* Selected passage *
(begin)

If I'm not mistaken, the proxy factory already uses the bean factory's classloader, so it would only be a matter of creating a new classloader inside AbstractContextLoader#prepareContext(ConfigurableApplicationContext, MergedContextConfiguration) with ClassUtils.getDefaultClassLoader()
as its parent.
@grubeninspekteur Switching the ClassLoader
used to create the cglib classes will cause ClassCastException
s to be thrown unless the entire application uses the new ClassLoader
which will likely lead to other problems.
Related issues:
- #27375
- #27395
Closing this one based on the assumption that #27375 covers all occurrences of this leak (as a regression in the 5.3.x line). Please give the 5.3.10 release a try, it's available in snapshots already and will be officially released tomorrow!
@jhoeller Unfortunately, it does not appear to have fixed this specific issue. Updating the original sample to use Spring 5.3.10 does not resolve the issue. I've put together a branch named spring-5.3.10 that demonstrates it is not fixed. If you run ./gradlew check
you will see lots of failed tests (expected) and then eventually you will start getting out of memory errors. I haven't looked into if anything has changed from the previous assessment, but the take away at this point is the tests still produce out of memory errors.
Can we please reopen the issue?
Thanks for trying out the sample against 5.3.10 and providing that branch.
We'll look into it.
It seems I confirm leak in branch named spring-5.3.10
MacBook-Pro-Nikita:~ nkonev$ uname -a
Darwin MacBook-Pro-Nikita.local 20.6.0 Darwin Kernel Version 20.6.0: Wed Jun 23 00:26:31 PDT 2021; root:xnu-7195.141.2~5/RELEASE_X86_64 x86_64
I started App in IntelliJ IDEA (only changed repositories in build.gradle to mavenCentral()), then
while(true) do curl -i 'http://localhost:8080'; done
about after 20 minutes I saw
I also took heapdump and uploaded onto my hosting.
I think this can be useful.
Thoughts:
- Are there Tomcat sessions, which can be created per each unauthorized request ?

(end)

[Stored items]
(begin)

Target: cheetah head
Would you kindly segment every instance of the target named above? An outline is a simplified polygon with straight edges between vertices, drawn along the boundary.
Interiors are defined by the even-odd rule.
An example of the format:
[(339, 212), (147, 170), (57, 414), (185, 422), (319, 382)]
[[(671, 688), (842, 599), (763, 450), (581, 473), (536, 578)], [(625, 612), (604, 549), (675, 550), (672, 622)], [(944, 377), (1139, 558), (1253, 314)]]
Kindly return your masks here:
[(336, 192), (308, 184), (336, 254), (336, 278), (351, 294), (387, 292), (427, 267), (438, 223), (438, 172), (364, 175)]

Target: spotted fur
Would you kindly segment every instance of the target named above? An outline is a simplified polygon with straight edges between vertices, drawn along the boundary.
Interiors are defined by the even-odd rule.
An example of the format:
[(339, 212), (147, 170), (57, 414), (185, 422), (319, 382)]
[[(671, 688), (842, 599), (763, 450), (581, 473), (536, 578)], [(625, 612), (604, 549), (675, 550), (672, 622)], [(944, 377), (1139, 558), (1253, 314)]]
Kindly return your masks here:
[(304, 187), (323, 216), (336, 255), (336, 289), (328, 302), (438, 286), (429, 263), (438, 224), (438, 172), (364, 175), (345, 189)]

(end)
(begin)

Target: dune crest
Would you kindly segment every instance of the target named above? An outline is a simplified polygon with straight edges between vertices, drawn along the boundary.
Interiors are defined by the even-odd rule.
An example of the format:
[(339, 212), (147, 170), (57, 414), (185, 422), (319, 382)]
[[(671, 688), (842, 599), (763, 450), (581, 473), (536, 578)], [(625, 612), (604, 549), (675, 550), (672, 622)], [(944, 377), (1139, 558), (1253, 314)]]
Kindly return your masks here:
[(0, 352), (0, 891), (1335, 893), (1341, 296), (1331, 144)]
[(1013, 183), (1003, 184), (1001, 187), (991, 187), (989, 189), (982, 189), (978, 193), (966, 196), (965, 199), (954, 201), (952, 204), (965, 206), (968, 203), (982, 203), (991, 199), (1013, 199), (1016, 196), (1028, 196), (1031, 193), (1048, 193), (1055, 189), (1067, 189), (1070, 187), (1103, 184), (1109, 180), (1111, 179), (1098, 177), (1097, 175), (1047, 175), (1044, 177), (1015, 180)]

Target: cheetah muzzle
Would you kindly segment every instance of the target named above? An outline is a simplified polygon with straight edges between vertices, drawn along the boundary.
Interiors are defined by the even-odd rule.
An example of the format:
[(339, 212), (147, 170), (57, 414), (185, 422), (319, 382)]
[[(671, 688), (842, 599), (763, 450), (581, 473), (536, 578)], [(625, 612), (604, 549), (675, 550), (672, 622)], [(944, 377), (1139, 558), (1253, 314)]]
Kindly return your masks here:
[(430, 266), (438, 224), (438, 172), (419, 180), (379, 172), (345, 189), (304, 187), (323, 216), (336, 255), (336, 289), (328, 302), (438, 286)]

(end)
(begin)

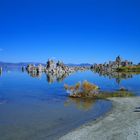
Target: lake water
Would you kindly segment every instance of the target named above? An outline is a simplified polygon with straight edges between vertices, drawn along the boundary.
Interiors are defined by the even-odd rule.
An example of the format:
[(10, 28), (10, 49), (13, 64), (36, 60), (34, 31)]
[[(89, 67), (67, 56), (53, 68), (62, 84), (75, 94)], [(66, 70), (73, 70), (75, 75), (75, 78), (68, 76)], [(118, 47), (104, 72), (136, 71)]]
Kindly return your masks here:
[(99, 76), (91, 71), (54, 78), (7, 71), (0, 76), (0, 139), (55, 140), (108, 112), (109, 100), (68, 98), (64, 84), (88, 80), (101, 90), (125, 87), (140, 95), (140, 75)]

(end)

* Task to carry out *
Quote the part of the issue thread that opens with the words containing "If I'm not mistaken, the" and closes with "as its parent.". The records aren't needed for anything here.

* Full output *
If I'm not mistaken, the proxy factory already uses the bean factory's classloader, so it would only be a matter of creating a new classloader inside AbstractContextLoader#prepareContext(ConfigurableApplicationContext, MergedContextConfiguration) with ClassUtils.getDefaultClassLoader()
as its parent.